→ **Task objective**: Please write out every entry below, word for word.

→ **Saved entries**:
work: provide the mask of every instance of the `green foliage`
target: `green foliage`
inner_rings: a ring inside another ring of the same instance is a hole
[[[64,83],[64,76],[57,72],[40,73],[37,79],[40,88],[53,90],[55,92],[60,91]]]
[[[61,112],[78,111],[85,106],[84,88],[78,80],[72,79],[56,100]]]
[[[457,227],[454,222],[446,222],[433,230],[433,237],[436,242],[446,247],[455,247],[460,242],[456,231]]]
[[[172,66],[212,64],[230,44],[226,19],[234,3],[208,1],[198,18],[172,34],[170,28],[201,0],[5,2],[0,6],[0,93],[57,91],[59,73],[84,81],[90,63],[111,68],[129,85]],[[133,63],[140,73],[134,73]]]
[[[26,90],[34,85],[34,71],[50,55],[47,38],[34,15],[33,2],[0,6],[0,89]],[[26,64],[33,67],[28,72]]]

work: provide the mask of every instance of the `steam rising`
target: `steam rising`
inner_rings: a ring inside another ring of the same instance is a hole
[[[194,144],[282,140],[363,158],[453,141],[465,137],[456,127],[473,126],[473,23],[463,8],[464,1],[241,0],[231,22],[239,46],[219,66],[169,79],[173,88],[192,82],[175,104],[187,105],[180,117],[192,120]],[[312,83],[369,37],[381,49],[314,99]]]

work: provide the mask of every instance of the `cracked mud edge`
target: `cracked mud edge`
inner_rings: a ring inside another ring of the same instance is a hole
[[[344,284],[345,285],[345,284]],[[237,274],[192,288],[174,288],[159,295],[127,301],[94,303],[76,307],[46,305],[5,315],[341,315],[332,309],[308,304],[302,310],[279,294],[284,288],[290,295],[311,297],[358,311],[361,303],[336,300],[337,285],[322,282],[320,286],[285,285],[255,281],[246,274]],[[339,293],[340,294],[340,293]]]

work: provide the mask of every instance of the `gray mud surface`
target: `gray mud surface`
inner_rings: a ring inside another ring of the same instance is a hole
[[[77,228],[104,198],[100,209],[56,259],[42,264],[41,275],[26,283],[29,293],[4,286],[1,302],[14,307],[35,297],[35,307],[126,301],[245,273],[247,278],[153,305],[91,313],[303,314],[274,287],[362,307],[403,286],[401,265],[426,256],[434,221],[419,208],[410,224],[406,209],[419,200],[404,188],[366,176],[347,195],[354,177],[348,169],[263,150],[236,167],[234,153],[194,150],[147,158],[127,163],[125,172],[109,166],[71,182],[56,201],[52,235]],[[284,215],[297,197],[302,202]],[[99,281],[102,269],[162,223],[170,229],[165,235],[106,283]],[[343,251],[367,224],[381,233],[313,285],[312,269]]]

→ **Written answer**:
work: provide the mask of every instance of the `green foliage`
target: `green foliage`
inner_rings: a ring inside another ring of the same instance is a hole
[[[64,83],[64,76],[57,72],[40,73],[37,79],[40,88],[53,90],[55,92],[60,91]]]
[[[61,112],[78,111],[85,106],[84,88],[78,80],[72,79],[56,100]]]
[[[457,227],[454,222],[446,222],[433,230],[433,237],[436,242],[446,247],[455,247],[460,242],[456,231]]]
[[[172,66],[212,64],[230,44],[226,19],[234,3],[208,1],[198,18],[172,34],[170,28],[201,0],[5,2],[0,6],[0,93],[57,91],[59,73],[84,81],[90,63],[111,68],[129,85]],[[133,63],[140,73],[134,73]]]
[[[26,90],[34,85],[34,71],[50,55],[47,38],[34,15],[33,2],[0,6],[0,89]],[[26,64],[33,67],[28,72]]]

work: provide the mask of every instance of the `steam rising`
target: `steam rising`
inner_rings: a ring inside another ring of the same instance is a hole
[[[194,144],[282,140],[363,158],[453,141],[465,137],[456,127],[473,126],[473,23],[463,8],[464,1],[241,0],[231,22],[239,46],[219,66],[169,79],[173,88],[192,82],[175,104],[187,105],[180,117],[192,120]],[[312,83],[369,37],[381,49],[314,99]]]

work: provide the mask of every instance of the `cracked mud edge`
target: `cracked mud edge`
inner_rings: a ring inside another ring of the same instance is a hole
[[[344,284],[345,285],[345,284]],[[237,274],[192,288],[174,288],[159,295],[127,301],[94,303],[76,307],[46,305],[5,315],[341,315],[332,309],[308,304],[302,310],[279,294],[284,288],[290,295],[311,297],[358,311],[361,303],[336,300],[337,285],[322,282],[320,286],[285,285],[255,281],[246,274]],[[339,293],[340,294],[340,293]]]

work: provide the mask of every instance of the `gray mud surface`
target: `gray mud surface`
inner_rings: a ring inside another ring of the same instance is a hole
[[[77,228],[104,198],[100,209],[56,259],[42,264],[41,275],[26,283],[29,293],[4,286],[1,302],[14,307],[35,297],[35,307],[126,301],[245,273],[247,278],[153,305],[91,313],[303,314],[274,287],[362,307],[403,286],[401,265],[426,256],[434,221],[419,208],[410,224],[406,209],[419,200],[404,188],[366,176],[347,195],[354,177],[348,169],[263,150],[236,167],[234,153],[194,150],[147,158],[127,163],[125,172],[109,166],[71,182],[56,201],[52,235]],[[284,215],[297,197],[302,202]],[[99,281],[102,269],[162,223],[170,229],[165,235],[106,283]],[[343,251],[367,224],[381,233],[313,285],[312,269]]]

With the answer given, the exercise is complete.